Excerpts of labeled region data
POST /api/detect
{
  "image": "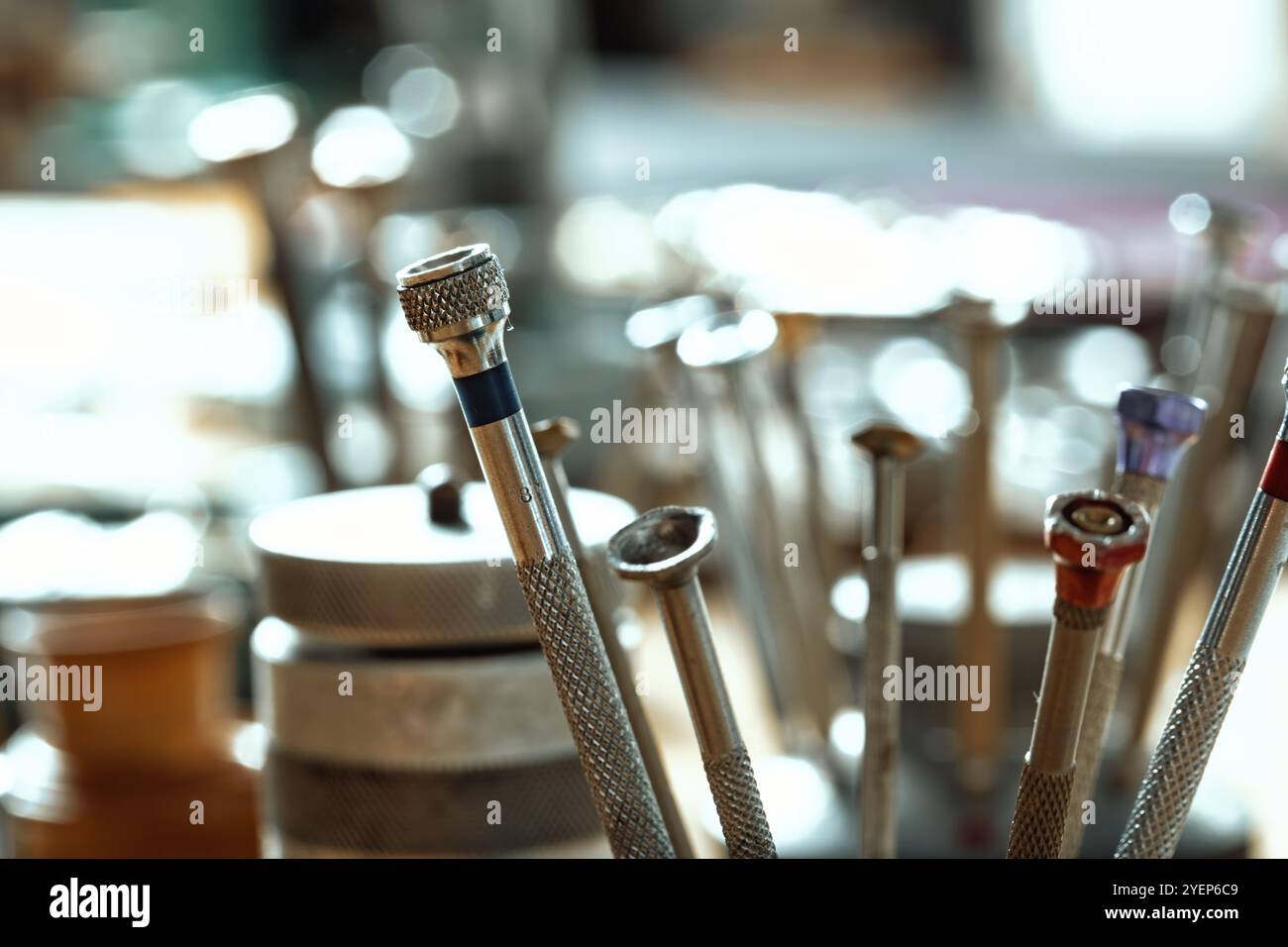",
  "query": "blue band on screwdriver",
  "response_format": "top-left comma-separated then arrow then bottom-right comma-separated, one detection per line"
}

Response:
452,362 -> 523,428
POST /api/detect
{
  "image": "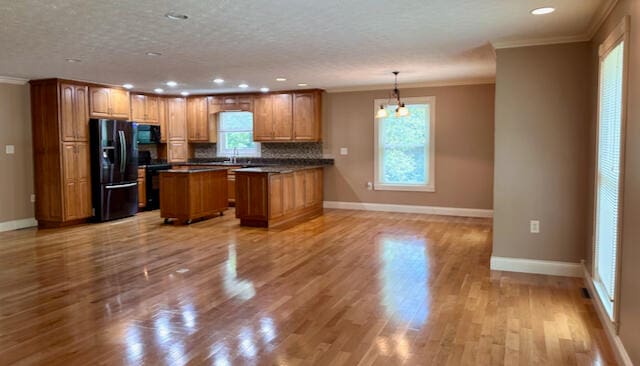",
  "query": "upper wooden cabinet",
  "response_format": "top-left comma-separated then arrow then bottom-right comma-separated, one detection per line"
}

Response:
60,83 -> 89,142
253,95 -> 273,141
89,86 -> 131,120
293,91 -> 322,141
158,98 -> 169,142
167,98 -> 187,141
253,93 -> 293,141
253,90 -> 322,142
187,97 -> 209,142
131,94 -> 159,124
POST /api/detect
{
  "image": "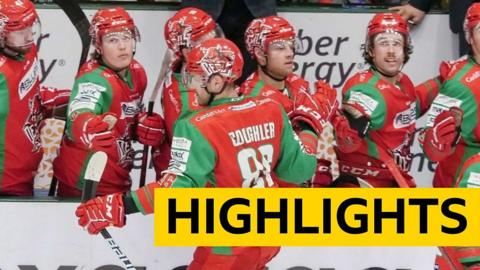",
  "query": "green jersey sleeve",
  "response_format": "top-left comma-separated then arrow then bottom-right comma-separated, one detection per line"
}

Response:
67,70 -> 113,136
167,118 -> 216,187
274,111 -> 317,184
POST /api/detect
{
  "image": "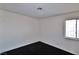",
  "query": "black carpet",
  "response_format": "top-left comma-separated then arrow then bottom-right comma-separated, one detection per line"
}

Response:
2,41 -> 74,55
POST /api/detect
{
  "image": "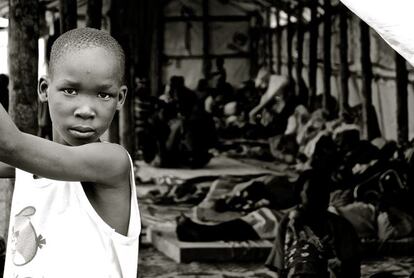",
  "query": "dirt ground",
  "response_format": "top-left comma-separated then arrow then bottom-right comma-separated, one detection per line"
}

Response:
138,246 -> 414,278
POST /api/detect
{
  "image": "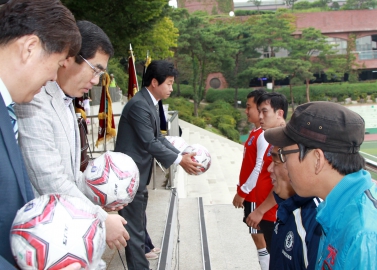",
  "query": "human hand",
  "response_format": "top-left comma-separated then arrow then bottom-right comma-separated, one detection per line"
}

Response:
179,153 -> 203,175
105,214 -> 130,249
60,262 -> 81,270
102,203 -> 128,212
233,193 -> 245,208
246,208 -> 263,230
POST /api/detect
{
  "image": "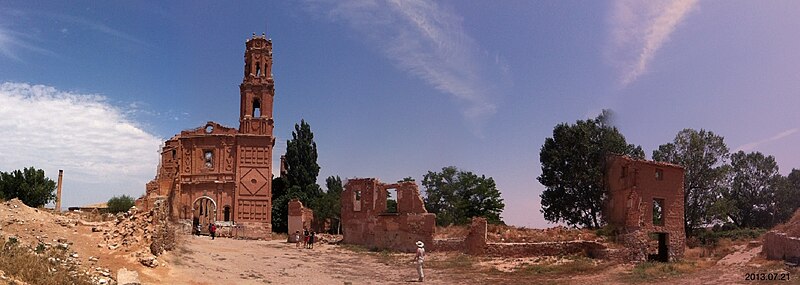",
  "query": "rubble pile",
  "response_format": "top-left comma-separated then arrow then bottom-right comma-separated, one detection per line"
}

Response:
98,197 -> 175,267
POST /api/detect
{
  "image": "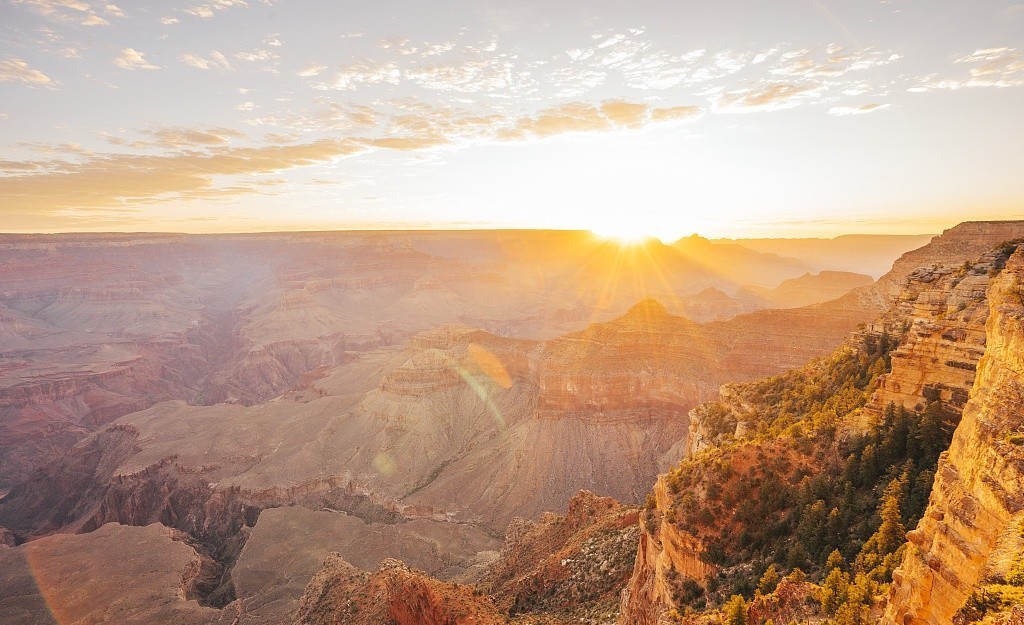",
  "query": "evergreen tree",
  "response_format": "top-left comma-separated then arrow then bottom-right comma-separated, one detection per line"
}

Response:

◆ **What you have to do**: Count the lines in the listing that contain the string "query", matching case exactly, and give only the number.

◆ **Response for this exercise**: 8